[Aim of the task] Can you retype the passage in the Apple–Microsoft rivalry text below word for word, starting at "Technology rivals airing" and ending at "Gates locked horns."?

[Text to read]
╭──
Technology rivals airing their differences in the public arena is a common occurrence in the market today as companies battle for patent supremacy, but some of these cases are more than just a court case; they are based on long running rivalries between the companies involved. Take Apple and Microsoft for an example - the differences between these two stem back to the 1980s, where Apple Co-Founder Steve Jobs and Microsoft CEO Bill Gates locked horns.

Back then, Gates accused Jobs of stealing Microsoft secrets when the latter launched the first Mac, with a graphical interface, whilst being employed by Gates to develop the same for Microsoft. The result of Jobs’ involvement was that Apple stole a year’s headstart on a shift in design that impacts every device we use today. Fast forward several decades and current Microsoft CEO Satya Nadella might have just done Gates, now Founder & Technology Advisor at Microsoft, a personal favour.

For the past few versions, Apple’s OS X platform has arguably headed closer towards a unification with iOS, which powers the iPad, iPod and iPhone. In the latest version, features such as Notification Centre and interface effects such as a translucent dock and status bars first arrived on iOS. Apple has long been expected to make OS X as touch-friendly as possible whilst bringing more advanced features into iOS and the apparent direction of a new unified platform has been touched on by many of the industry’s finest.
╰──
[Data supplied]
╭──
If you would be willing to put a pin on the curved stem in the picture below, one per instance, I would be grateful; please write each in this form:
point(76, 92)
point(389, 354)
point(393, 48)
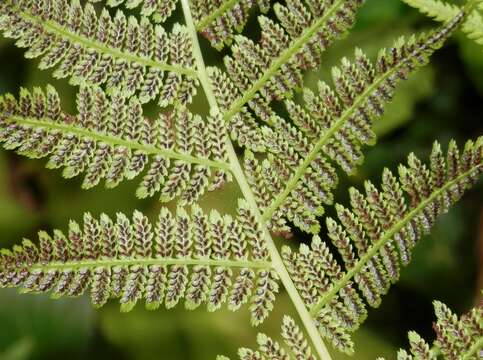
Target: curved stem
point(275, 257)
point(115, 141)
point(387, 236)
╰──
[Written solution]
Technology rivals airing their differences in the public arena is a common occurrence in the market today as companies battle for patent supremacy, but some of these cases are more than just a court case; they are based on long running rivalries between the companies involved. Take Apple and Microsoft for an example - the differences between these two stem back to the 1980s, where Apple Co-Founder Steve Jobs and Microsoft CEO Bill Gates locked horns.